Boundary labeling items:
┌──
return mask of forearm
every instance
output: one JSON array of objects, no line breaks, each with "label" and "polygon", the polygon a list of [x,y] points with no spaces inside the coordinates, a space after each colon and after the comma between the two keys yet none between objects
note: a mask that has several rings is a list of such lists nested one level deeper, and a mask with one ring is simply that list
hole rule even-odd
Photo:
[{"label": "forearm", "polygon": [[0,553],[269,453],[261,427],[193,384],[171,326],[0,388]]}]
└──
┌──
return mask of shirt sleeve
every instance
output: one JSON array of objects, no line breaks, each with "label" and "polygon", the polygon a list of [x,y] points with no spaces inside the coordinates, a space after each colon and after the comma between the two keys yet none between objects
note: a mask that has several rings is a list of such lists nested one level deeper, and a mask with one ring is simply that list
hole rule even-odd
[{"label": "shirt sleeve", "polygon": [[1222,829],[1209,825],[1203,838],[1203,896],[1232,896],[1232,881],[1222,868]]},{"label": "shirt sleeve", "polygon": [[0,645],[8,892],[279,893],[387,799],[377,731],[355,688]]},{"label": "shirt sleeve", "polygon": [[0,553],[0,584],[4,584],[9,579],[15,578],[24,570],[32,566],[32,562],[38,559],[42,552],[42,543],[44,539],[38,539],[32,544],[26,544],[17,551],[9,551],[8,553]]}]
└──
Task requirements
Which lines in the entries above contain the string "mask", matching case? Show each of those lines in full.

Response to this task
return mask of forearm
note: a mask that has several rings is a list of such lists nested one level deeper, and a mask with one ring is simply that list
return mask of shirt sleeve
note: a mask that has several rings is a list of such lists nested one level deeper, and a mask with one ring is simply that list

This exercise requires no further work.